Stored data:
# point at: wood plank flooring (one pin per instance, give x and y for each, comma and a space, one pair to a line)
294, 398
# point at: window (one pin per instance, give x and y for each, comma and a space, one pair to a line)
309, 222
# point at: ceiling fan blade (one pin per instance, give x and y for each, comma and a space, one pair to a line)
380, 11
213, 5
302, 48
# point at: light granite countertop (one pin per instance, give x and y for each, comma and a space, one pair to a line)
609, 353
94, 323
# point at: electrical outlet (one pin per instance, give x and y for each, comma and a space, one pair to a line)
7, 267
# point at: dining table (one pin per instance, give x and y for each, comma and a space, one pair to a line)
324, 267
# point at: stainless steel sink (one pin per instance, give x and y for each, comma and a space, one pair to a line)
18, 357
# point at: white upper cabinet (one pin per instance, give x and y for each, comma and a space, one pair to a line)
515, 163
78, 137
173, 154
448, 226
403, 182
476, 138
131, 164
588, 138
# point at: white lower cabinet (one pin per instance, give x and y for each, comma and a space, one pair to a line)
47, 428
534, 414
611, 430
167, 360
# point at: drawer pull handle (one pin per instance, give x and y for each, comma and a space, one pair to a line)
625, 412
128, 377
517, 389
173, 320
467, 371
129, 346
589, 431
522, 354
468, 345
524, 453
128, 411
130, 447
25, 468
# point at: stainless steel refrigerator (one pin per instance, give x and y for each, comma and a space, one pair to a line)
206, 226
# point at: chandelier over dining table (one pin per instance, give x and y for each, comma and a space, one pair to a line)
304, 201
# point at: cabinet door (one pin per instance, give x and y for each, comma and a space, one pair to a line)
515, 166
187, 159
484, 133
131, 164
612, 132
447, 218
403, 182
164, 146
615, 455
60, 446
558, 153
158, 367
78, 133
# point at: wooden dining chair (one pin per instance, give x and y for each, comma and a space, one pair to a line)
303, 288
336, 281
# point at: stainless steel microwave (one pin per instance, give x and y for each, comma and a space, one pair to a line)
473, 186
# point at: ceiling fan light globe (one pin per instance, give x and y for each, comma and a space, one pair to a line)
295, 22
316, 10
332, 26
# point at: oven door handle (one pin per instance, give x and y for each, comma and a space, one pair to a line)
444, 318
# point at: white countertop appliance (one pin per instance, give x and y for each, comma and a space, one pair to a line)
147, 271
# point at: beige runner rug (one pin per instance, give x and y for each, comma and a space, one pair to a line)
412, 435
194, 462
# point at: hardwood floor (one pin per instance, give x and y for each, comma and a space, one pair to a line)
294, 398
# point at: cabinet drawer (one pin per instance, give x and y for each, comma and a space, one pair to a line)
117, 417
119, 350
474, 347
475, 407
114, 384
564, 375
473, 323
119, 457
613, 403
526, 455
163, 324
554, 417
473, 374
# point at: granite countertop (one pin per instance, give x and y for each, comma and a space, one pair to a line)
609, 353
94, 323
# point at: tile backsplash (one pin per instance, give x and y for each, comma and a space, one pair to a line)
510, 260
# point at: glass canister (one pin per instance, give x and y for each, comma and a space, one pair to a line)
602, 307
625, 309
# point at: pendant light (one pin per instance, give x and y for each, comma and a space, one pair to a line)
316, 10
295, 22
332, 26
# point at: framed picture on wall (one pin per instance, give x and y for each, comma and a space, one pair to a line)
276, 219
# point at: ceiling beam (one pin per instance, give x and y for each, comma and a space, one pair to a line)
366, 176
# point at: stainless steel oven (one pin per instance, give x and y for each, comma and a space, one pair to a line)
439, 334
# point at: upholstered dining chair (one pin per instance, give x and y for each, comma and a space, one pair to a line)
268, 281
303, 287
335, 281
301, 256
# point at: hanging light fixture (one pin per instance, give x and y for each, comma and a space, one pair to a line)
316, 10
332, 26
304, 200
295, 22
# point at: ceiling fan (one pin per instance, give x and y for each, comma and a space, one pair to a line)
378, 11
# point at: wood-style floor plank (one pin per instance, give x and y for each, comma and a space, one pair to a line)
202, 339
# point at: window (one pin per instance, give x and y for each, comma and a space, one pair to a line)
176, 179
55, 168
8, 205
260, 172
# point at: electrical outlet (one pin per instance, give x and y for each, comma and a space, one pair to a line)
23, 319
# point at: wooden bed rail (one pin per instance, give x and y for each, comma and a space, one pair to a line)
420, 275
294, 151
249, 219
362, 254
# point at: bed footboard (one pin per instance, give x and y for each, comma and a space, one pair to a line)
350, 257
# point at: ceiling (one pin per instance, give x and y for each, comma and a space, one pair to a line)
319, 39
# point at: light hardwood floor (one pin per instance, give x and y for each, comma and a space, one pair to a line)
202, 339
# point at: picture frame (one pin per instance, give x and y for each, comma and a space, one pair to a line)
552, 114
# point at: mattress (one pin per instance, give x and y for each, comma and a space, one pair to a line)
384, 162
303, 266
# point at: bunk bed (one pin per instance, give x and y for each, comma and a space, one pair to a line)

Exercise details: Transcribe the material above in its entirety. Match it exactly.

Written solution:
# point at: wood plank flooring (one pin per instance, give x and y for each, comma and a space, one pair to a line)
294, 398
# point at: window (one pin per instance, give x and y for each, comma and a space, one pair to a line)
309, 222
# point at: ceiling fan blade (one pin per instance, give x and y for each, comma and a space, one pair to a line)
380, 11
213, 5
302, 48
# point at: light granite countertop (one pin per instance, give x and y for each, comma and a space, one pair to a line)
609, 353
94, 323
# point at: electrical outlet (one pin per instance, give x and y for each, comma and a space, one pair to a line)
7, 267
# point at: dining table (one pin per instance, give x and y for each, comma and a space, one pair to a line)
324, 267
# point at: stainless steel sink (one pin per instance, give x and y for each, comma and a space, one pair to a line)
18, 357
# point at: white upper cabinet (one pin per instance, give x and y for each, comma and a space, one pair to a line)
515, 163
78, 137
173, 154
448, 226
403, 182
476, 138
131, 164
588, 138
# point at: white lower cabinet (one pin per instance, give x and y for each, comma and a space, one pair to a line)
47, 428
534, 414
611, 430
167, 360
# point at: drawer pull handle (one pin per instance, give x and y for each, comma and a space, one pair to a line)
625, 412
128, 377
517, 389
173, 320
467, 371
129, 346
589, 431
522, 354
468, 345
524, 453
128, 411
130, 447
25, 468
# point at: stainless steel refrigerator (one pin per instance, give x and y for each, comma and a space, one pair to a line)
206, 226
# point at: chandelier over dining table (one pin per instance, give x and y for each, comma and a space, one pair to a line)
304, 201
# point at: cabinet door (one pin per instance, give x and y for each, comma and a space, one pair to a line)
515, 166
187, 159
484, 133
131, 164
612, 132
447, 218
403, 182
164, 146
615, 455
60, 446
558, 153
158, 367
78, 133
# point at: wooden dining chair (one pin per instance, give x and y for each, comma and a space, one pair to a line)
303, 288
336, 281
# point at: stainless steel microwave (one pin per instance, give x and y for each, comma and a space, one pair to a line)
473, 186
# point at: ceiling fan light globe (one pin per instance, give x and y for each, comma and a space, one pair to a line)
295, 22
316, 10
332, 26
# point at: oven door handle (one pin per instance, give x and y for each, comma and a space, one pair to a line)
444, 318
# point at: white countertop appliance (one pin per instance, give x and y for each, comma and a space, one pair to a line)
147, 271
# point at: beige runner rug (one pin per instance, give x and y for each, comma and a space, one pair to a line)
412, 435
194, 462
# point at: hardwood floor (one pin per instance, give x and y for each, comma and a space, one pair to a line)
294, 398
# point at: cabinet drawer (one pin per instance, give x and y for each, comma and a space, one pair to a line)
117, 417
119, 350
474, 347
475, 407
114, 384
564, 375
473, 323
119, 457
613, 403
526, 455
163, 324
554, 417
473, 374
# point at: granite countertop (one pin per instance, give x and y for each, comma and a space, one pair to a line)
609, 353
94, 323
# point at: tile backsplash (one pin per instance, give x and y for each, comma and a space, one pair to a line)
510, 260
# point at: glass canister (one pin per instance, give x and y for each, comma and a space, one pair to a line)
602, 307
625, 309
# point at: pendant light (one pin per instance, give x and y for each, comma and a space, one pair to a line)
316, 10
295, 22
332, 26
# point at: framed picture on wall (one pin per instance, give x and y for each, comma and a space, one pair to a line)
276, 219
# point at: ceiling beam (one pin per instance, give x and y for each, comma and a space, one pair to a line)
366, 176
# point at: stainless steel oven (one pin per instance, give x and y for each, comma and a space, one pair to a line)
439, 334
# point at: upholstered dining chair (one pin per instance, give x and y for each, comma and a space, one pair to a line)
268, 281
303, 287
335, 281
301, 256
# point at: hanging light fixture (one pin per instance, give x and y for each, comma and a space, one pair to a line)
316, 10
332, 26
304, 200
295, 22
# point at: ceiling fan (one pin per instance, give x and y for each, comma and a space, one pair to a line)
378, 11
# point at: wood-style floor plank (one pin per instance, give x and y for each, comma and a space, one pair to a line)
202, 339
# point at: window (one pin per instance, give x and y for each, comma and a space, one pair to a line)
176, 179
55, 168
8, 205
260, 172
# point at: electrical outlet (one pin per instance, give x and y for each, comma and a space, one pair to a line)
23, 319
# point at: wooden bed rail (one pin per instance, give x and y for each, comma and a space, one pair to a line)
420, 275
294, 151
249, 219
362, 254
# point at: bed footboard (one pin per instance, give x and y for each, comma and a space, one pair to a line)
350, 257
# point at: ceiling (one pin per instance, give x and y for each, comma and a space, one pair to a line)
319, 39
# point at: light hardwood floor (one pin per instance, give x and y for each, comma and a space, one pair to a line)
202, 339
# point at: picture frame (one pin per instance, give x and y for each, comma and a space, one pair to a line)
552, 114
# point at: mattress (one pin per instance, give x and y for each, comma and a space, one pair to a line)
384, 162
303, 266
# point at: bunk bed (one pin per instance, give x and y for each, comma and a space, one pair to a line)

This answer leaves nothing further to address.